### Supplied data:
Segment Open
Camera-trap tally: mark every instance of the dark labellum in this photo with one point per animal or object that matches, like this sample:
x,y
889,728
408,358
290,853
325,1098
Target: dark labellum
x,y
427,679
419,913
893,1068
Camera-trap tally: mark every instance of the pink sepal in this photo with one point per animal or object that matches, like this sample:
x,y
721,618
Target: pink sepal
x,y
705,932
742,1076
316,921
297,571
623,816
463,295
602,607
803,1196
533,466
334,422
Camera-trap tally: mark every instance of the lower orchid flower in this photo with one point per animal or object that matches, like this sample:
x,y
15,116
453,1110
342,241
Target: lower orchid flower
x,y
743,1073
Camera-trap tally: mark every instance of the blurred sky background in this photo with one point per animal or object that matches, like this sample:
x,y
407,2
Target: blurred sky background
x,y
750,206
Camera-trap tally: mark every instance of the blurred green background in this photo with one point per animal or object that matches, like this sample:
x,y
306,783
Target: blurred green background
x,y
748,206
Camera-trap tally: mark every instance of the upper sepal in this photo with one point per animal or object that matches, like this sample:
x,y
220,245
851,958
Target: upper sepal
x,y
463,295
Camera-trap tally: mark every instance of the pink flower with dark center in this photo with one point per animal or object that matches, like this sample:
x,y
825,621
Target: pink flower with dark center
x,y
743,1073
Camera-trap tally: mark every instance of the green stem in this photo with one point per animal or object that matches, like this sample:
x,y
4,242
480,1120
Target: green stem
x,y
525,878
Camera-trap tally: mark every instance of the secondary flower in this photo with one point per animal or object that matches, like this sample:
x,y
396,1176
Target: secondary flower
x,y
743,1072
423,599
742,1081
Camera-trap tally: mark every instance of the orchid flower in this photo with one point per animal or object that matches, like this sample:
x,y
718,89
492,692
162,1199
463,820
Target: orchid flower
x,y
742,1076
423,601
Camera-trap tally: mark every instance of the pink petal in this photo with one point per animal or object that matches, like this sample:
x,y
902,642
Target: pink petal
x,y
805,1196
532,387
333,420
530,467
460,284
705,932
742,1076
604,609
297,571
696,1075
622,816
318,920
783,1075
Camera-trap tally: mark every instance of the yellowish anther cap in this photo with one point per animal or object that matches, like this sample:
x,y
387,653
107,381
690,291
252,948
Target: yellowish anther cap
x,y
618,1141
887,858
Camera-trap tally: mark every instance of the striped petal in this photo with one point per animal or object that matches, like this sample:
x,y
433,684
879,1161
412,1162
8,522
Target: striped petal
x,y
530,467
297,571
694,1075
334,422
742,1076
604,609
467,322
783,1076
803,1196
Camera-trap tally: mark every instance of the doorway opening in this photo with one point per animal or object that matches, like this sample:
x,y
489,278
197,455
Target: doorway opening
Segment Closed
### What you will do:
For each line above that holds the string "doorway", provide a copy of that line.

### Reply to the exercise:
Camera-trap tally: mark every instance of the doorway opening in this photo with one point per animal or object that matches, like this sample:
Target: doorway opening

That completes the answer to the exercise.